- [What to do]
Please present all of the entries below as a numbered list, omitting any blank lines.

- [Entries for location identification]
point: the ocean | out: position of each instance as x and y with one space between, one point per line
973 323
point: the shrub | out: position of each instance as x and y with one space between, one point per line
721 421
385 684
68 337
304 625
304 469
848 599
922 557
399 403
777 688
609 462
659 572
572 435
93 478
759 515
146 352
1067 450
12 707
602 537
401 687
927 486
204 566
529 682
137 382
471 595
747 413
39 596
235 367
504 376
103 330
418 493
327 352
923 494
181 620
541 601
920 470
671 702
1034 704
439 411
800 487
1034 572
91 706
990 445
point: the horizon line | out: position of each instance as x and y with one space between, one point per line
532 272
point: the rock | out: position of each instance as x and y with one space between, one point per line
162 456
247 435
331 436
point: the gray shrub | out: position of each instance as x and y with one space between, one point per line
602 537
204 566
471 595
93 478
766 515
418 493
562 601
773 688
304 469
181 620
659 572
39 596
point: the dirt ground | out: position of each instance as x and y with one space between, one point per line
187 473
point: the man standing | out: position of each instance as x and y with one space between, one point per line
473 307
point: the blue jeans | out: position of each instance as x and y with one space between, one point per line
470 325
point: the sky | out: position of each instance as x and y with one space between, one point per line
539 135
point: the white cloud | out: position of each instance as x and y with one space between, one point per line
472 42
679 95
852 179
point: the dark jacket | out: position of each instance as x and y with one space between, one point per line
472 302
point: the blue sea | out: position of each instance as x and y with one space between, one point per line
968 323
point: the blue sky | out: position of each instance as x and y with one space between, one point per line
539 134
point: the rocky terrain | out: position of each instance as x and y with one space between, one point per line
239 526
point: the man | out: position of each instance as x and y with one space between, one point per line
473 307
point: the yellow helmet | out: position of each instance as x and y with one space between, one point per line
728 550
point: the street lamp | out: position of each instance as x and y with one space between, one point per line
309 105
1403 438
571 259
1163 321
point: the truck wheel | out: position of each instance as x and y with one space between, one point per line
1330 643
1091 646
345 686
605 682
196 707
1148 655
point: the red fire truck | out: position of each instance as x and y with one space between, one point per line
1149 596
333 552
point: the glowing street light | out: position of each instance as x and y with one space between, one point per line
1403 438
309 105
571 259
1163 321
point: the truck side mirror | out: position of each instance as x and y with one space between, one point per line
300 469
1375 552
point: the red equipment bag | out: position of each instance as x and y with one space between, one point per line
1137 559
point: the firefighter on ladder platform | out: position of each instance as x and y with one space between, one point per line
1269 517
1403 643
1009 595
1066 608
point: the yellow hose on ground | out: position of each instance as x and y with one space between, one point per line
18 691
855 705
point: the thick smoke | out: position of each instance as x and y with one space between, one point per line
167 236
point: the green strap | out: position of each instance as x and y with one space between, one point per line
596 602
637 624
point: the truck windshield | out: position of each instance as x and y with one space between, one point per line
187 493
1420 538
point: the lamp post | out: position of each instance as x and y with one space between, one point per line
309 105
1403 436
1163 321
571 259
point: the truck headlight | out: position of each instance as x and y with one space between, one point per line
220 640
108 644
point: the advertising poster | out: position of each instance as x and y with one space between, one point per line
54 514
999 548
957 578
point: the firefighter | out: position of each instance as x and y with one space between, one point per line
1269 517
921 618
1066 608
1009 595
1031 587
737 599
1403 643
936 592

- [Exercise response]
1. point: the ocean | out: position of each instance as x and y with one space between, one point per line
2. 973 323
3. point: the shrub | out: position of each instance as x and y with one space between, one point per line
4. 721 421
5. 385 684
6. 68 337
7. 304 625
8. 304 469
9. 848 599
10. 922 557
11. 399 403
12. 777 688
13. 609 462
14. 659 572
15. 572 435
16. 93 478
17. 759 515
18. 146 352
19. 1067 450
20. 12 707
21. 602 537
22. 401 687
23. 927 486
24. 204 566
25. 529 682
26. 137 382
27. 471 595
28. 747 413
29. 39 596
30. 235 367
31. 504 376
32. 103 330
33. 418 493
34. 327 352
35. 923 494
36. 181 620
37. 541 601
38. 920 470
39. 671 702
40. 1034 704
41. 439 411
42. 800 487
43. 1034 572
44. 91 706
45. 990 445
46. point: the horizon line | out: position of each instance as x and y with one space between, one point per line
47. 532 272
48. point: the rock | out: position of each instance as x and y with one space between, one point per line
49. 162 456
50. 247 435
51. 331 436
52. point: the gray shrub | out: position of each instance as x and y with one space between, one point per line
53. 602 537
54. 204 566
55. 471 595
56. 93 478
57. 766 515
58. 418 493
59. 562 601
60. 773 688
61. 304 469
62. 181 620
63. 659 572
64. 39 596
65. point: the dirt ground | out: position of each instance as x and y with one space between, one point per line
66. 187 473
67. point: the man standing | out: position of each instance as x and y with one space between, one point per line
68. 473 307
69. point: the blue jeans | out: position of each instance as x and y with one space between, one point per line
70. 470 325
71. point: the sky | out: position of each instance as x and y with one space between, one point per line
72. 539 135
73. point: the white cloud | out: position of each instance as x and y with one space between, one point per line
74. 472 42
75. 679 95
76. 852 179
77. point: the dark jacket | out: position of each instance as x and y with one space between, one point per line
78. 472 302
79. point: the blue sea | out: position of each instance as x and y with one space between, one point per line
80. 968 323
81. point: the blue sky | out: position of each instance as x and y with one space between, one point per line
82. 539 134
83. point: the rocky terrain | out: position of each instance as x and y with one space between, one point per line
84. 239 526
85. point: the man | out: position of each instance as x and y with one space between, one point per line
86. 473 307
87. point: the yellow helmet | out: position of each instance as x and y with one space between, one point per line
88. 728 550
89. point: the street lamp | out: position of each instance as x and y with one space between, one point per line
90. 309 105
91. 1403 438
92. 571 259
93. 1163 321
94. point: the truck wheel | out: position of each instance as x and y with one space between, one point per line
95. 1330 643
96. 1091 646
97. 345 686
98. 605 682
99. 196 707
100. 1148 655
101. point: the red fire truck | out: position of each instance as x and y with one space between, one point per line
102. 1149 596
103. 333 552
104. point: the glowing street light | out: position of each instance as x and y with one space between, one point per line
105. 1403 438
106. 309 105
107. 571 259
108. 1163 321
109. point: the truck side mirror | out: position of each instance as x and y with one space between, one point per line
110. 300 469
111. 1375 552
112. point: the red equipment bag | out: position of each instance as x and y with one space between, one point per line
113. 1137 559
114. point: the firefighter on ladder platform | out: position of each instance as x and y with one space between, one point per line
115. 1269 517
116. 1403 643
117. 1009 595
118. 1066 608
119. point: the yellow hose on ground | out: position of each instance as x and y with one space between, one point per line
120. 18 691
121. 855 705
122. point: the thick smoke | out: position of each instance as x and y with one space between, one point per line
123. 167 236
124. point: the green strap | out: position of each instance as x and y with one space between, one point per line
125. 596 602
126. 637 624
127. point: the truck windshield | out: position of each instance as x and y with one space between, one point per line
128. 187 493
129. 1420 538
130. point: the lamp post | out: position of each instance as x and y with one space between, one point per line
131. 309 105
132. 1403 436
133. 1163 321
134. 571 259
135. point: the truck headlight | out: position of each instance as x and y with one space between, one point per line
136. 220 640
137. 108 644
138. point: the advertising poster | out: position of each instance as x and y with one space between, one point per line
139. 54 514
140. 999 548
141. 957 578
142. point: the firefighter | out: position of each instance as x and y with one space between, one point per line
143. 1269 517
144. 921 618
145. 1066 608
146. 1009 595
147. 1031 587
148. 737 599
149. 1403 643
150. 936 592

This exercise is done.